## Goal a
Show every line of the rows that contains the word "region", matching case exactly.

## Source extract
FYI:  Stravinsky's chord resolves easily to an A major chord (think of an A major chord where the third goes up a half-step) or a D major chord (think D major where the third comes down a full step).  However, in the case of this concerto, the chord is played in stark severity at the start of each movement followed by three pounding quarter notes or -- in the third and fourth movements -- some variation of eighth and/or sixteenth notes; then the movement moves on, as if a speaker were to pound a gavel at the start of a meeting to signal the start of the anticipated discussion.

The first movement is jaunty and whimsical.  I did like the “banter” between the violin and the low sixteenth notes at section 22 (is that a bassoon?), the various tricky rhythms throughout the piece, and the quirky dissonance which added a flavor of imbalance.  Some sections of the work  (the movement and the entire concerto) reminded me of the comic energy and industrial tone of Raymond Scott’s “Power House."


Movements II and III, as noted above, are designated as “Arias,” so they have they have the feel of musical “fantasies” rather than conventional forms for a concerto.  As a result, the piece seems a bit disjointed, lacking the coherence of the traditional form.

According to the article in Wikipedia, “Though Stravinsky told his publisher he wanted to write ‘a true virtuoso concerto,’ ‘the texture is always more characteristic of chamber music than orchestral music’ – and that is true, as throughout much of the concerto, the violin and orchestra seen to play off each other rather than it being a piece to showcase the violin.

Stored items
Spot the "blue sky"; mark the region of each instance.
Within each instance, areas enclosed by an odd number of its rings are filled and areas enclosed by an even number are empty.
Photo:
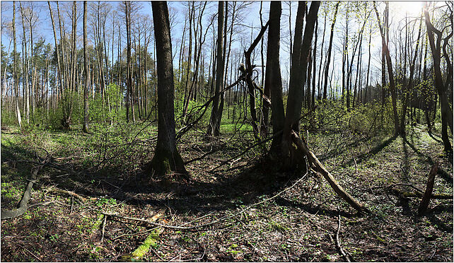
[[[18,2],[16,2],[16,27],[17,27],[17,44],[18,44],[18,50],[21,50],[21,35],[22,35],[22,28],[21,28],[21,12],[18,8]],[[117,6],[120,4],[120,1],[110,1],[110,4],[112,5],[112,13],[114,14],[115,13],[113,11],[117,9]],[[333,5],[334,3],[330,3],[331,5]],[[369,2],[370,4],[370,2]],[[36,6],[36,8],[40,10],[39,11],[39,17],[40,17],[40,22],[38,25],[37,25],[36,28],[34,30],[34,38],[36,41],[40,37],[42,37],[45,38],[45,41],[48,43],[51,43],[51,45],[53,45],[54,44],[54,36],[53,36],[53,32],[52,29],[52,24],[50,21],[50,17],[49,14],[49,8],[47,6],[47,1],[37,1],[34,4]],[[52,9],[54,13],[56,13],[56,8],[55,8],[55,4],[52,3],[51,4],[52,5]],[[62,13],[64,12],[62,11],[63,7],[62,6],[64,6],[65,4],[71,4],[70,3],[64,3],[64,2],[60,2],[60,8],[61,11]],[[151,4],[149,1],[140,1],[139,4],[139,5],[141,6],[141,8],[139,8],[139,13],[144,14],[144,15],[149,15],[150,17],[151,17]],[[294,27],[294,21],[295,21],[295,17],[296,14],[296,7],[297,7],[297,2],[293,2],[292,3],[292,11],[291,11],[291,27],[292,28],[292,31],[293,30],[293,27]],[[205,16],[206,17],[204,19],[204,26],[206,27],[206,25],[208,24],[209,22],[209,14],[211,15],[213,13],[215,13],[217,11],[217,5],[216,2],[209,2],[208,4],[208,8],[207,10],[205,11],[205,13],[207,14]],[[383,7],[383,4],[380,4],[380,8]],[[11,23],[11,17],[12,17],[12,2],[11,1],[1,1],[1,23],[2,25],[6,23]],[[82,13],[82,2],[78,2],[78,10],[80,12],[80,13]],[[175,13],[175,21],[176,21],[176,25],[173,30],[172,30],[172,39],[173,39],[173,51],[175,52],[175,50],[179,49],[180,47],[180,43],[181,41],[181,37],[182,37],[182,28],[184,25],[184,22],[185,22],[185,16],[186,14],[187,8],[184,6],[183,3],[181,1],[170,1],[168,2],[168,6],[171,9],[170,13]],[[321,43],[321,40],[322,40],[322,30],[323,30],[323,20],[325,19],[325,13],[323,11],[323,7],[324,7],[324,4],[322,3],[320,7],[320,10],[319,11],[319,28],[318,28],[318,45],[319,45],[319,49],[320,49],[320,45]],[[371,6],[369,6],[371,7]],[[260,1],[255,1],[252,4],[250,4],[248,6],[248,9],[247,12],[245,13],[245,18],[244,21],[241,22],[242,25],[238,25],[238,28],[243,28],[243,33],[242,34],[237,34],[238,35],[238,37],[242,37],[243,39],[243,42],[246,42],[247,44],[245,44],[245,45],[249,45],[249,41],[251,37],[251,30],[250,29],[249,27],[252,26],[254,28],[254,30],[252,32],[252,35],[253,38],[255,38],[255,35],[257,35],[257,33],[258,33],[259,28],[260,28],[260,20],[259,20],[259,10],[260,7]],[[262,14],[263,14],[263,19],[264,21],[267,21],[267,17],[268,17],[268,12],[269,12],[269,2],[263,2],[263,9],[262,9]],[[327,8],[332,8],[332,6],[327,6]],[[404,11],[407,11],[409,13],[410,13],[410,15],[414,15],[415,13],[417,13],[417,11],[420,10],[421,8],[421,2],[390,2],[390,11],[391,11],[391,16],[393,17],[392,20],[392,25],[391,26],[397,26],[398,24],[398,21],[401,21],[402,19]],[[282,74],[283,74],[283,78],[285,79],[288,77],[288,72],[289,71],[289,4],[288,2],[283,2],[282,3],[282,16],[281,16],[281,68],[282,71]],[[341,7],[339,8],[339,13],[342,13],[343,11],[343,7],[342,5],[341,5]],[[331,9],[330,9],[331,10]],[[118,16],[118,14],[115,15]],[[331,19],[332,19],[332,16],[331,13],[327,16],[327,23],[330,24],[331,23]],[[111,17],[107,18],[107,23],[112,19]],[[375,13],[372,12],[371,16],[370,16],[370,21],[371,25],[373,25],[373,30],[376,31],[373,37],[373,40],[372,40],[372,56],[373,59],[371,61],[371,63],[373,64],[373,66],[375,66],[375,69],[373,68],[373,71],[376,70],[378,72],[378,69],[379,69],[379,65],[380,65],[380,55],[379,55],[380,53],[380,39],[379,37],[379,35],[378,34],[378,29],[376,26],[376,18],[375,16]],[[214,23],[214,26],[216,28],[216,21]],[[2,26],[3,27],[3,26]],[[123,27],[123,30],[124,30],[124,25]],[[329,27],[329,25],[328,25]],[[354,22],[351,22],[351,28],[350,30],[355,31],[357,30],[359,25],[358,23],[356,23]],[[345,22],[344,22],[344,18],[342,18],[342,16],[340,16],[338,18],[338,21],[336,23],[336,26],[335,26],[335,37],[334,37],[334,40],[333,44],[334,45],[334,47],[333,48],[333,56],[334,57],[334,62],[332,63],[332,66],[334,66],[336,68],[336,71],[339,71],[337,69],[339,68],[339,64],[341,63],[341,56],[342,53],[340,51],[340,48],[342,47],[342,33],[344,30],[345,28]],[[77,32],[78,32],[78,35],[80,36],[81,38],[81,35],[82,35],[82,21],[81,18],[81,19],[78,21],[77,24]],[[206,45],[206,54],[205,55],[206,56],[206,61],[208,61],[209,57],[210,56],[210,52],[211,49],[209,48],[209,47],[211,47],[211,40],[212,38],[212,34],[210,34],[211,31],[209,31],[209,33],[207,34],[206,37],[206,40],[205,42]],[[88,32],[88,34],[90,35],[90,32]],[[58,34],[58,31],[57,31]],[[329,38],[329,29],[327,30],[327,35],[325,35],[325,45],[327,42],[327,39]],[[267,34],[265,34],[267,35]],[[397,37],[397,36],[391,36],[391,37]],[[126,37],[122,37],[122,42],[124,43],[126,40]],[[368,50],[366,49],[367,47],[367,40],[366,38],[364,39],[364,42],[363,43],[363,53],[365,54],[366,57],[363,58],[363,60],[367,59],[367,54],[368,54]],[[117,40],[115,40],[115,42]],[[6,32],[2,31],[1,33],[1,42],[2,44],[6,47],[6,49],[8,49],[8,45],[9,43],[9,37],[7,36],[6,34]],[[81,46],[81,42],[78,42],[78,45],[79,47]],[[122,47],[124,47],[125,45],[122,45]],[[266,47],[266,39],[265,39],[265,45],[264,46]],[[237,40],[235,41],[232,46],[233,49],[237,50],[237,52],[240,52],[240,41]],[[116,48],[116,47],[115,47]],[[326,48],[326,47],[325,47]],[[11,47],[12,49],[12,47]],[[392,47],[390,48],[391,50],[393,50]],[[116,51],[116,49],[115,49]],[[153,52],[153,43],[151,43],[151,46],[149,47],[149,51]],[[256,48],[256,52],[260,52],[260,45],[257,46]],[[257,53],[258,54],[258,53]],[[115,56],[116,56],[116,52],[115,52]],[[318,57],[320,58],[320,52],[318,54]],[[174,61],[174,67],[177,66],[177,59],[178,54],[175,54],[175,61]],[[115,58],[114,58],[115,59]],[[260,60],[260,56],[256,56],[256,59],[259,59]],[[260,64],[260,62],[259,60],[256,60],[256,64]],[[208,64],[208,62],[206,62]],[[372,73],[373,74],[374,74],[373,71]]]

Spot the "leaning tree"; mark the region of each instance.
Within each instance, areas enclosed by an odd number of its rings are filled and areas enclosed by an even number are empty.
[[[189,180],[175,139],[173,64],[168,9],[165,1],[151,2],[158,71],[158,142],[150,163],[156,175],[177,174]]]

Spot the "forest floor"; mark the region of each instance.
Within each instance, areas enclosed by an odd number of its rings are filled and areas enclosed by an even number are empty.
[[[28,211],[1,221],[1,261],[126,260],[153,227],[111,216],[104,221],[103,211],[145,219],[161,215],[156,222],[167,226],[190,222],[185,226],[230,215],[193,230],[162,229],[145,261],[344,261],[334,242],[340,215],[339,238],[352,261],[453,262],[453,200],[431,200],[418,217],[420,198],[388,187],[405,184],[424,191],[438,163],[434,192],[453,194],[452,156],[443,155],[441,138],[424,125],[408,128],[406,139],[348,131],[308,134],[315,155],[372,211],[369,216],[356,214],[315,175],[272,172],[260,161],[264,145],[216,168],[254,143],[247,129],[210,142],[195,132],[185,136],[178,145],[184,160],[213,151],[186,165],[193,178],[187,184],[157,180],[143,170],[153,156],[156,127],[115,129],[93,128],[85,135],[2,127],[2,209],[16,207],[35,165],[22,160],[36,162],[47,151],[54,165],[38,173]],[[90,199],[47,191],[52,186]]]

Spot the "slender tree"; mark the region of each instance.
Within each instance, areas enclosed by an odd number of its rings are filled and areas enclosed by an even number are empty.
[[[221,90],[223,86],[224,61],[222,56],[223,48],[223,32],[224,32],[224,2],[218,2],[218,42],[217,42],[217,57],[216,69],[216,93],[213,100],[213,107],[208,124],[208,135],[217,136],[219,135],[219,127],[218,126],[218,118],[219,117],[219,98]]]
[[[394,132],[395,134],[400,134],[400,127],[399,122],[399,115],[397,114],[397,98],[396,98],[396,89],[395,89],[395,82],[394,80],[394,73],[392,71],[392,64],[391,62],[391,56],[390,54],[390,49],[388,49],[388,44],[385,39],[385,32],[383,31],[383,27],[382,26],[380,21],[380,15],[378,14],[378,11],[377,10],[377,6],[376,2],[373,1],[373,8],[376,11],[376,15],[377,16],[377,21],[378,22],[378,28],[380,29],[380,34],[381,35],[382,39],[382,46],[385,51],[385,56],[386,57],[386,66],[388,67],[388,75],[390,81],[390,90],[391,91],[391,99],[392,100],[392,112],[394,113]],[[389,9],[387,9],[389,11]],[[386,13],[388,16],[388,13]]]
[[[88,39],[87,37],[87,1],[83,2],[83,67],[85,70],[83,86],[83,132],[88,132],[88,88],[90,86],[90,69],[88,66]]]
[[[441,46],[443,32],[435,28],[431,22],[427,3],[424,3],[424,16],[426,18],[427,35],[429,37],[429,42],[431,46],[431,51],[432,52],[433,70],[435,71],[435,87],[436,88],[438,93],[438,97],[440,97],[440,108],[441,110],[441,139],[445,146],[445,151],[453,151],[453,148],[448,136],[448,126],[449,126],[451,132],[453,132],[453,110],[449,105],[449,102],[448,101],[446,86],[443,81],[441,68],[440,66],[441,63]],[[436,40],[435,40],[434,34],[436,35]],[[448,81],[446,81],[446,83],[448,83]]]
[[[13,1],[13,52],[14,54],[14,66],[13,74],[14,75],[14,101],[16,104],[16,115],[19,124],[19,129],[22,129],[22,117],[21,117],[21,110],[19,109],[19,88],[18,86],[17,74],[17,54],[16,53],[16,1]]]
[[[328,73],[330,71],[330,62],[331,62],[331,50],[332,49],[332,39],[334,34],[334,25],[336,23],[336,18],[337,18],[337,10],[339,10],[339,5],[340,1],[336,4],[334,7],[334,16],[332,18],[332,23],[331,24],[331,35],[330,36],[330,43],[328,45],[328,51],[327,52],[326,66],[325,67],[325,80],[323,84],[323,100],[326,100],[326,93],[328,87]]]

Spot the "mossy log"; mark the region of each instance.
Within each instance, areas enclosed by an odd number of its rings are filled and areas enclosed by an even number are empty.
[[[145,255],[150,251],[150,248],[156,245],[159,240],[159,235],[163,233],[163,228],[154,229],[146,237],[145,241],[139,246],[132,253],[122,257],[122,261],[136,262],[142,261]]]
[[[18,205],[18,208],[16,209],[13,209],[13,210],[1,210],[1,216],[0,216],[1,220],[13,218],[15,217],[18,217],[23,214],[27,211],[27,204],[28,204],[28,201],[31,197],[32,189],[33,188],[33,183],[36,180],[38,172],[41,170],[44,165],[45,164],[42,163],[42,165],[37,166],[35,170],[32,171],[30,180],[30,182],[28,182],[28,184],[27,185],[27,187],[25,188],[25,192],[24,192],[23,193],[23,196],[22,197],[22,199],[21,199],[21,202]]]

## Goal b
Revise the passage of the Stravinsky concerto review starting at "According to the" and ending at "showcase the violin.", replacing "publisher" with "editor".

## Full output a
Spot the "blue sky"; mark the region of each instance.
Spot the "leaning tree"; mark the region of each instance.
Spot the "forest floor"; mark the region of each instance.
Spot the "slender tree"; mark the region of each instance.
Spot the "mossy log"; mark the region of each instance.

## Full output b
According to the article in Wikipedia, “Though Stravinsky told his editor he wanted to write ‘a true virtuoso concerto,’ ‘the texture is always more characteristic of chamber music than orchestral music’ – and that is true, as throughout much of the concerto, the violin and orchestra seen to play off each other rather than it being a piece to showcase the violin.